Apply what you read:
1 – Reproduce verbatim the passage on supply chain disruptions, from "A shipper does" up to and including "of $184 million annually.".
2 – Carry on the article about weather and supply chain risk, beginning right after its final sentence.

Document section:
• • •

The U.S. experienced 24 weather and climate disasters, each causing losses exceeding $1 billion, in the first 10 months of 2024. In 2023, there were 28 such events—the highest annual disaster count in the 44 years the federal government has been tracking such occurrences.
Extreme weather events and non-weather-related disruptions, such as labor strikes, pandemics and geopolitical tensions, threaten transportation networks and the smooth operation of supply chains. Hurricane Helene, to cite just one example, in September destroyed a section of Interstate 40 at the Tennessee-North Carolina border and will take months to repair. The stretch of highway that was damaged supports about 7,610 commercial trucks daily, according to published reports.
Navigating these challenges effectively requires proactive and resilient strategies, advanced technology, and a strong crisis-response framework.
A shipper does not operate in isolation. It’s intertwined in a complex web of suppliers and customers. A failure of one of the nodes in the supply chain can have a domino effect — a loss at a single point in the chain, such as a tornado damaging a contract manufacturer’s plant — causes other nodes to be disrupted as well. Although supply chain risk is not a new risk phenomenon, companies still struggle to manage and accurately assess their risk exposures. Supply chain disruptions cost organizations an average of $184 million annually.
As organizations continue to wrestle with multiple risks associated with climate change and geopolitical turmoil, there’s an urgent need for a more rigorous and anticipatory approach to risk detection and mitigation. This includes identifying possible sources of transportation risks, such as natural disasters, road closures, fuel shortages and demand fluctuations. Regular risk assessments can help evaluate the likelihood and severity of each risk and prioritize the ones that require more attention.

• • •

Extracted entries:
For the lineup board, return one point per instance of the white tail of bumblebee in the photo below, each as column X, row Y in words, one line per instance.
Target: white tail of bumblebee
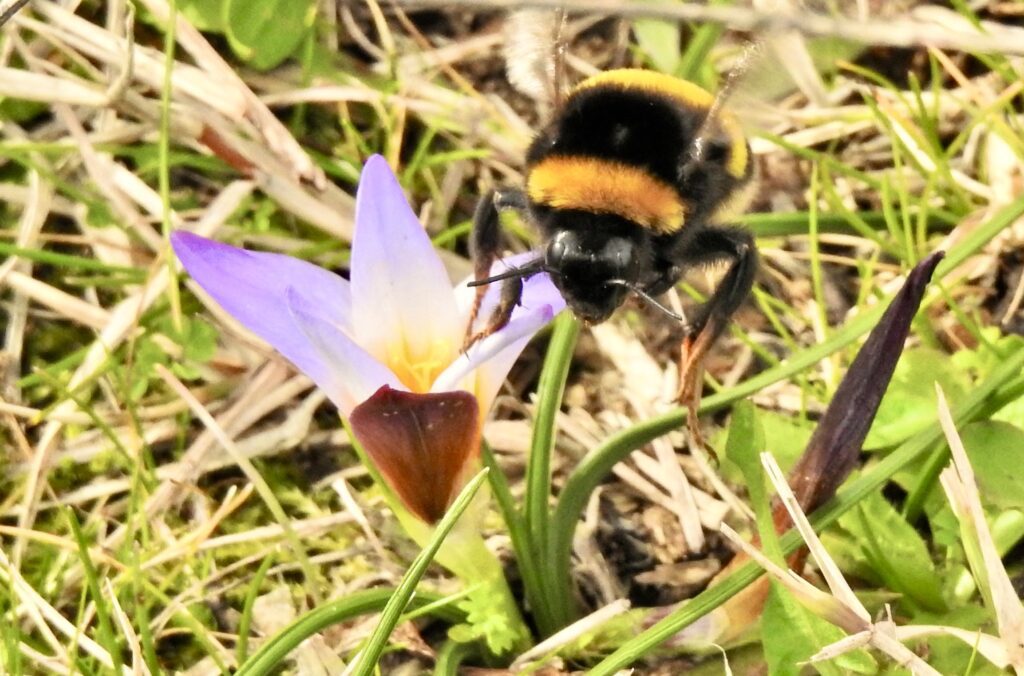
column 531, row 52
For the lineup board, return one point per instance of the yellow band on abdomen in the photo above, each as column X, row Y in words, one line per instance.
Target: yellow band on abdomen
column 608, row 187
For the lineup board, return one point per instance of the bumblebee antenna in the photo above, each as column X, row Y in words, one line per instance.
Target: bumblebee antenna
column 647, row 298
column 511, row 273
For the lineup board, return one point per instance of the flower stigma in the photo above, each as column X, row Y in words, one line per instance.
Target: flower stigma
column 418, row 372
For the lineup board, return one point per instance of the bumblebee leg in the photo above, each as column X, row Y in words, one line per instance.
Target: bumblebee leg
column 484, row 246
column 511, row 295
column 711, row 319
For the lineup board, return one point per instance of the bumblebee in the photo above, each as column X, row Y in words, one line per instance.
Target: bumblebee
column 629, row 187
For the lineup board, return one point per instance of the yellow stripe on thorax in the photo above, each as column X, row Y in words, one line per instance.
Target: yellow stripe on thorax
column 683, row 91
column 608, row 187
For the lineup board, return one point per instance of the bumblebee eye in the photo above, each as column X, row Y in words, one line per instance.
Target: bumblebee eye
column 557, row 249
column 619, row 252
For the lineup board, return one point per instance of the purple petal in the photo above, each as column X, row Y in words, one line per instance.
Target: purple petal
column 343, row 370
column 835, row 447
column 252, row 287
column 400, row 292
column 492, row 358
column 538, row 292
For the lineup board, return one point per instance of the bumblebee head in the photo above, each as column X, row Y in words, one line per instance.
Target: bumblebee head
column 594, row 272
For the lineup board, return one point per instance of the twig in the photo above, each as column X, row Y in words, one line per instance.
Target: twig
column 893, row 32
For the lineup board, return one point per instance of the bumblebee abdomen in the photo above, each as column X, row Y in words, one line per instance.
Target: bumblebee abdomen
column 620, row 146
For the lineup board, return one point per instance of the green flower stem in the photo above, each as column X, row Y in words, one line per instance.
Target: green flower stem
column 367, row 662
column 552, row 609
column 971, row 408
column 592, row 470
column 271, row 653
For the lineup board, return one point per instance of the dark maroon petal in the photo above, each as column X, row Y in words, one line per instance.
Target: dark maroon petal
column 834, row 449
column 421, row 444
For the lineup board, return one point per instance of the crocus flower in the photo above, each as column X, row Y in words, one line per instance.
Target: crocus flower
column 385, row 346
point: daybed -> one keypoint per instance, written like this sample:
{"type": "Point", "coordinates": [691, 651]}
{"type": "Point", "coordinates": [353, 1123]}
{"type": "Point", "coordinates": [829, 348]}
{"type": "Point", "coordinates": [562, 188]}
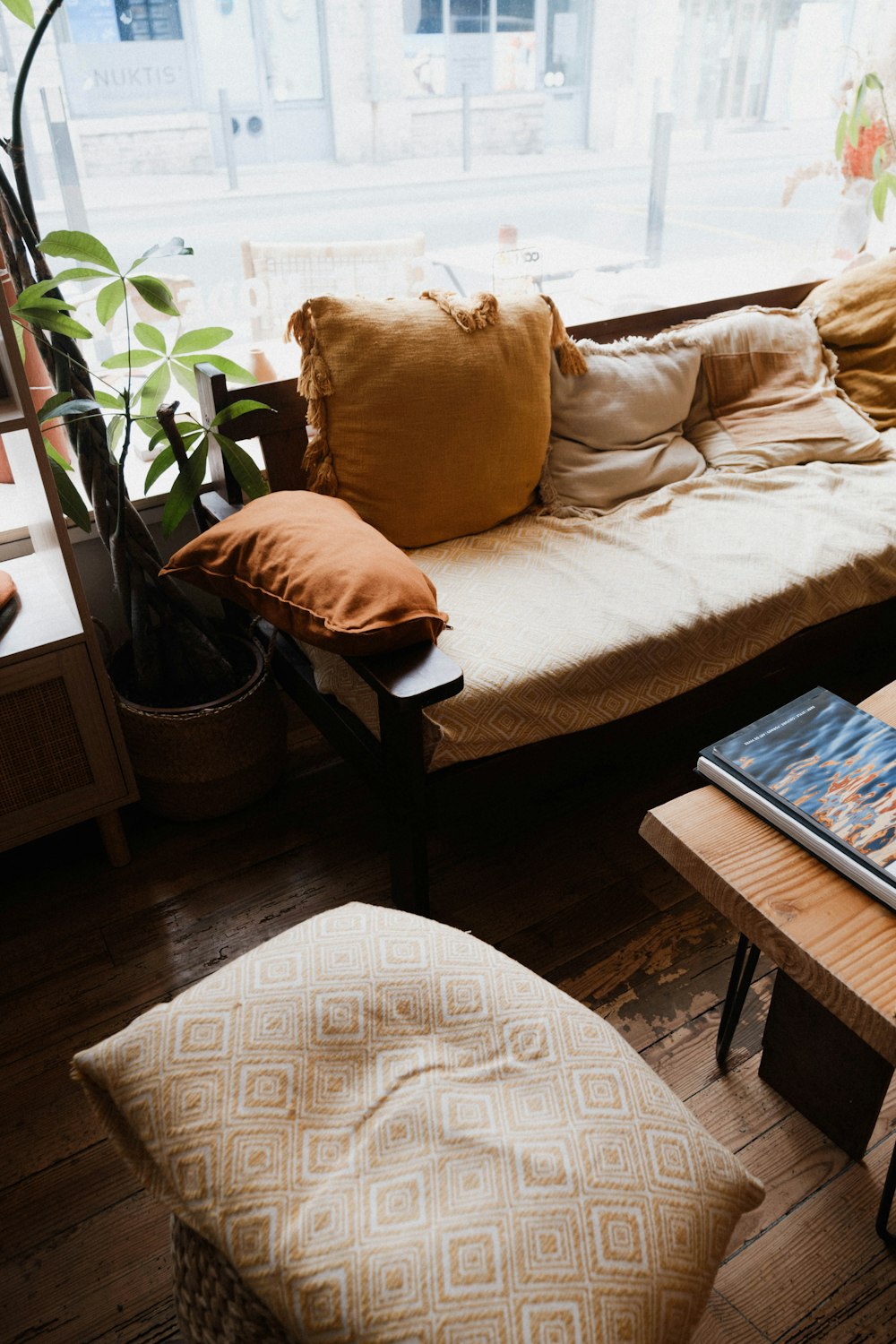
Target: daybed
{"type": "Point", "coordinates": [563, 618]}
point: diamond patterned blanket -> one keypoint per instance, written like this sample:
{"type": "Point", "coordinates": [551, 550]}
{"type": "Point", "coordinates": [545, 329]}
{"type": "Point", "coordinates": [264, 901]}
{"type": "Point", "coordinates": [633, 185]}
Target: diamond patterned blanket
{"type": "Point", "coordinates": [395, 1133]}
{"type": "Point", "coordinates": [567, 623]}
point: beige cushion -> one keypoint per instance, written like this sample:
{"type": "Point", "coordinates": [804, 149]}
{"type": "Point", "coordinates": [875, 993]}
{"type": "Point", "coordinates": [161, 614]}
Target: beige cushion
{"type": "Point", "coordinates": [397, 1133]}
{"type": "Point", "coordinates": [855, 317]}
{"type": "Point", "coordinates": [430, 422]}
{"type": "Point", "coordinates": [766, 395]}
{"type": "Point", "coordinates": [616, 432]}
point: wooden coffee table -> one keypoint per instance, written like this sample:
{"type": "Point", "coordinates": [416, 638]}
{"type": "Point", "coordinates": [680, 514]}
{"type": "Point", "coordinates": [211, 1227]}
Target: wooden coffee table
{"type": "Point", "coordinates": [829, 1045]}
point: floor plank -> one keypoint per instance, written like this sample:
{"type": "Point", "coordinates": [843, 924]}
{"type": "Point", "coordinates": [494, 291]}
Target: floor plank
{"type": "Point", "coordinates": [551, 871]}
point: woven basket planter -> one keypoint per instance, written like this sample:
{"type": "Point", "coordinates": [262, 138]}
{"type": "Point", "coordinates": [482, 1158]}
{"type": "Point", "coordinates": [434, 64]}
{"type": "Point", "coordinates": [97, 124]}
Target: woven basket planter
{"type": "Point", "coordinates": [212, 1303]}
{"type": "Point", "coordinates": [206, 761]}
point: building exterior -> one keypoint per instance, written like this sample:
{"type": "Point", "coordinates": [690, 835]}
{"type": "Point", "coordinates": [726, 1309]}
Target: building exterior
{"type": "Point", "coordinates": [182, 85]}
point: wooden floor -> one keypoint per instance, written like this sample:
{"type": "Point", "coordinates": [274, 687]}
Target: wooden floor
{"type": "Point", "coordinates": [549, 871]}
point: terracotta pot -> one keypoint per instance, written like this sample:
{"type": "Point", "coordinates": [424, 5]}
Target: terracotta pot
{"type": "Point", "coordinates": [206, 760]}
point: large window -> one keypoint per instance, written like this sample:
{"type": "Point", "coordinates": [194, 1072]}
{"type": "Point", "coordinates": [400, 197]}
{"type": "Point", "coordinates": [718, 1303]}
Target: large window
{"type": "Point", "coordinates": [487, 46]}
{"type": "Point", "coordinates": [124, 21]}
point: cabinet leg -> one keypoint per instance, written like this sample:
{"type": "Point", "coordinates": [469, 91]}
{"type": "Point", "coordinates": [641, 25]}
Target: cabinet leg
{"type": "Point", "coordinates": [113, 839]}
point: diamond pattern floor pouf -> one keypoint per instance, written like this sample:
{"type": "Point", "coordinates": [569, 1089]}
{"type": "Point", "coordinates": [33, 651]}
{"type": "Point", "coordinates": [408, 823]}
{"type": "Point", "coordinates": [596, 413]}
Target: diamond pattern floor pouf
{"type": "Point", "coordinates": [395, 1133]}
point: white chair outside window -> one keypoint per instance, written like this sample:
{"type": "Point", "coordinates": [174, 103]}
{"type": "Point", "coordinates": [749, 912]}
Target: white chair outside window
{"type": "Point", "coordinates": [279, 277]}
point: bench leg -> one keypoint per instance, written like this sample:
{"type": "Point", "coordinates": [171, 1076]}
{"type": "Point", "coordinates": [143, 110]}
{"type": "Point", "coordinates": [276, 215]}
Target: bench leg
{"type": "Point", "coordinates": [887, 1203]}
{"type": "Point", "coordinates": [406, 820]}
{"type": "Point", "coordinates": [742, 970]}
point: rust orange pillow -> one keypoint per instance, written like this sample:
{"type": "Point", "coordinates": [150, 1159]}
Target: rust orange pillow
{"type": "Point", "coordinates": [311, 566]}
{"type": "Point", "coordinates": [432, 414]}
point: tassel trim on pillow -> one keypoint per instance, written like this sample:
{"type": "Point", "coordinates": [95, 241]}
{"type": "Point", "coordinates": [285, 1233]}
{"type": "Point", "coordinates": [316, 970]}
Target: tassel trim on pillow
{"type": "Point", "coordinates": [470, 314]}
{"type": "Point", "coordinates": [314, 384]}
{"type": "Point", "coordinates": [570, 355]}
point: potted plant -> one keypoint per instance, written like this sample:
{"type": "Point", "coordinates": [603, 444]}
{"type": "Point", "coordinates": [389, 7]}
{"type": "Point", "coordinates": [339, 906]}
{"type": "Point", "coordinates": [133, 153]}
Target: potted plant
{"type": "Point", "coordinates": [182, 677]}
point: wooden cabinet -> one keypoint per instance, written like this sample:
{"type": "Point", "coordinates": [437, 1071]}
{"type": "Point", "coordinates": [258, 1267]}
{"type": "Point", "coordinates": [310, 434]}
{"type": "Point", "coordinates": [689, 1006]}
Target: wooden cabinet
{"type": "Point", "coordinates": [62, 757]}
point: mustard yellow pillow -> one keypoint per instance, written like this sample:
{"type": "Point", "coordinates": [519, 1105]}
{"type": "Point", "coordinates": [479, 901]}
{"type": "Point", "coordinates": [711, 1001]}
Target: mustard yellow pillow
{"type": "Point", "coordinates": [855, 314]}
{"type": "Point", "coordinates": [432, 414]}
{"type": "Point", "coordinates": [312, 567]}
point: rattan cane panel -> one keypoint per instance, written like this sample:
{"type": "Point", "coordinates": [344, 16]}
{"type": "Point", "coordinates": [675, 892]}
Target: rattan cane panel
{"type": "Point", "coordinates": [42, 753]}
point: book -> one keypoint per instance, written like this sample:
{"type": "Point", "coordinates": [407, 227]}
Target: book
{"type": "Point", "coordinates": [823, 771]}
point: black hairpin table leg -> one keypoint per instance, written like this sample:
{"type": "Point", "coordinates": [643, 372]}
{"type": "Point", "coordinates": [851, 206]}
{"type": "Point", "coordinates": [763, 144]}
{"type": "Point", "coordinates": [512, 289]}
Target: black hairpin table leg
{"type": "Point", "coordinates": [887, 1203]}
{"type": "Point", "coordinates": [745, 964]}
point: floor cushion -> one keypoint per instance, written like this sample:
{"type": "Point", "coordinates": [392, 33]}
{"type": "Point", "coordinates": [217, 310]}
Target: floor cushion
{"type": "Point", "coordinates": [394, 1133]}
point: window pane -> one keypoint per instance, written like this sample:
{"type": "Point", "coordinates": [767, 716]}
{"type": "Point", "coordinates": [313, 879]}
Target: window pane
{"type": "Point", "coordinates": [516, 15]}
{"type": "Point", "coordinates": [293, 50]}
{"type": "Point", "coordinates": [422, 16]}
{"type": "Point", "coordinates": [148, 21]}
{"type": "Point", "coordinates": [564, 54]}
{"type": "Point", "coordinates": [469, 15]}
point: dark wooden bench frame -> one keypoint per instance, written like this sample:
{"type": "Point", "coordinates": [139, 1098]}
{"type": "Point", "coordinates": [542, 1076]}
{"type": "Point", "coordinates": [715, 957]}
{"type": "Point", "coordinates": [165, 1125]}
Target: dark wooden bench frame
{"type": "Point", "coordinates": [409, 680]}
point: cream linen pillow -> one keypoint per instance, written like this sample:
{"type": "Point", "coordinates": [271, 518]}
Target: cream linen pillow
{"type": "Point", "coordinates": [395, 1133]}
{"type": "Point", "coordinates": [432, 414]}
{"type": "Point", "coordinates": [616, 432]}
{"type": "Point", "coordinates": [766, 395]}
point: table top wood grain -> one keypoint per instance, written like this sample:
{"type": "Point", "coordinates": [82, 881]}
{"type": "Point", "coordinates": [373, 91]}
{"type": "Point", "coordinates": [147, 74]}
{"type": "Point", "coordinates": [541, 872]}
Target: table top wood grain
{"type": "Point", "coordinates": [823, 930]}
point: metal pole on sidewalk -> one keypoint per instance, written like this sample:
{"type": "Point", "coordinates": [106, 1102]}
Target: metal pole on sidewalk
{"type": "Point", "coordinates": [659, 183]}
{"type": "Point", "coordinates": [465, 125]}
{"type": "Point", "coordinates": [64, 156]}
{"type": "Point", "coordinates": [228, 134]}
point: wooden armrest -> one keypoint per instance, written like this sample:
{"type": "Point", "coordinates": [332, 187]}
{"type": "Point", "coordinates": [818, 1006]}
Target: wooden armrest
{"type": "Point", "coordinates": [416, 676]}
{"type": "Point", "coordinates": [217, 505]}
{"type": "Point", "coordinates": [410, 677]}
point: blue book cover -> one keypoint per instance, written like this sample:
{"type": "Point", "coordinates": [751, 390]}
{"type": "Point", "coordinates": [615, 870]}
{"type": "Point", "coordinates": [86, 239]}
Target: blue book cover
{"type": "Point", "coordinates": [828, 765]}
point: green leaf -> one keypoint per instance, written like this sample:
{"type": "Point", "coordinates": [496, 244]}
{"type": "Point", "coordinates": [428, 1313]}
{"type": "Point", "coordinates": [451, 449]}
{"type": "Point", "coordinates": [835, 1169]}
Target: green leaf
{"type": "Point", "coordinates": [131, 359]}
{"type": "Point", "coordinates": [239, 409]}
{"type": "Point", "coordinates": [151, 336]}
{"type": "Point", "coordinates": [21, 10]}
{"type": "Point", "coordinates": [73, 406]}
{"type": "Point", "coordinates": [185, 489]}
{"type": "Point", "coordinates": [56, 456]}
{"type": "Point", "coordinates": [69, 242]}
{"type": "Point", "coordinates": [203, 338]}
{"type": "Point", "coordinates": [40, 304]}
{"type": "Point", "coordinates": [35, 292]}
{"type": "Point", "coordinates": [109, 300]}
{"type": "Point", "coordinates": [188, 430]}
{"type": "Point", "coordinates": [156, 293]}
{"type": "Point", "coordinates": [155, 390]}
{"type": "Point", "coordinates": [244, 468]}
{"type": "Point", "coordinates": [840, 139]}
{"type": "Point", "coordinates": [222, 365]}
{"type": "Point", "coordinates": [159, 465]}
{"type": "Point", "coordinates": [61, 323]}
{"type": "Point", "coordinates": [174, 247]}
{"type": "Point", "coordinates": [72, 502]}
{"type": "Point", "coordinates": [80, 273]}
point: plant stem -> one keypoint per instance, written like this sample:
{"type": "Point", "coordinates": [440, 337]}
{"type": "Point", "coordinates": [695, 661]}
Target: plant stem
{"type": "Point", "coordinates": [166, 417]}
{"type": "Point", "coordinates": [16, 147]}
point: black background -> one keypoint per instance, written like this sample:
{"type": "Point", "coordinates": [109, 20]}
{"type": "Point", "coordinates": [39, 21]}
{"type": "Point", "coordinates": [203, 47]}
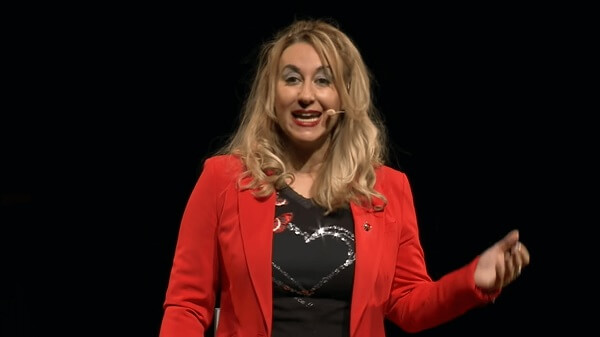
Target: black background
{"type": "Point", "coordinates": [110, 113]}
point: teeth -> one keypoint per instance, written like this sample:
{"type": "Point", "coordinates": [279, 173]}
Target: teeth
{"type": "Point", "coordinates": [308, 119]}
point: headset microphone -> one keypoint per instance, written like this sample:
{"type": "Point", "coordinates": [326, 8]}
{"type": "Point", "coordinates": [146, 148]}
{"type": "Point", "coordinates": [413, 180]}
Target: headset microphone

• • •

Task responses:
1 –
A shipper does not operate in isolation. It’s intertwined in a complex web of suppliers and customers. A failure of one of the nodes in the supply chain can have a domino effect — a loss at a single point in the chain, such as a tornado damaging a contract manufacturer’s plant — causes other nodes to be disrupted as well. Although supply chain risk is not a new risk phenomenon, companies still struggle to manage and accurately assess their risk exposures. Supply chain disruptions cost organizations an average of $184 million annually.

2 –
The next step is to analyze your transportation network and identify the critical nodes, routes, and modes that are essential for your operations. You should also identify the network's interdependencies and vulnerabilities, such as single-source suppliers, bottleneck points or a lack of alternative options.
The third step is to define two to three contingency objectives. What is absolutely critical regardless of what happens? Is it meeting delivery deadlines and maintaining customer satisfaction? Or is it efficiency and asset utilization? Whatever those criteria are, make sure your team members and stakeholders are aligned with your priorities. Collaboration with carriers, suppliers and logistics providers is essential to ensuring better communication, fast decision-making and deployment of shared resources during disruptions.
The final step is to develop contingency strategies and actions, which are the specific steps that you will take to mitigate and overcome the transportation risks. Relying on a single route or mode of transportation increases the risk of severe disruptions. Diversifying shipping strategies reduces concentration risk by providing alternative options when primary routes are compromised.
Strategies for diversification include:
- Identify and pre-plan alternative routes for land, sea, and air transportation.
- Combine modes of transportation, such as rail, truck and air, to ensure flexibility and speed.
- Distribute inventory across multiple locations to reduce dependency on a single hub.
Strong partnerships with carriers and third-party logistics providers are vital to executing preventive strategies and managing responses in times of crisis. Extreme weather events often lead to increased fuel prices and higher trucking rates, causing shippers’ operational costs to grow. If a storm is on the horizon, 3PLs can pre-purchase capacity and pre-position trailers and other equipment outside of the affected areas so that companies are ready to act as soon as roads are clear. Their relationships with carriers, warehouses and strategic vendors helps to manage transportation costs when capacity is tight — better than you could as a stand-alone shipper.
The goal of contingency plans is to elevate transportation considerations into strategic decision-making, deliver operational resilience when faced with unexpected disruptions, and minimize potential losses. Technology plays a critical role in risk mitigation. Having information in near-real time about transportation networks allows shippers to take action rather than spend time figuring out what to do.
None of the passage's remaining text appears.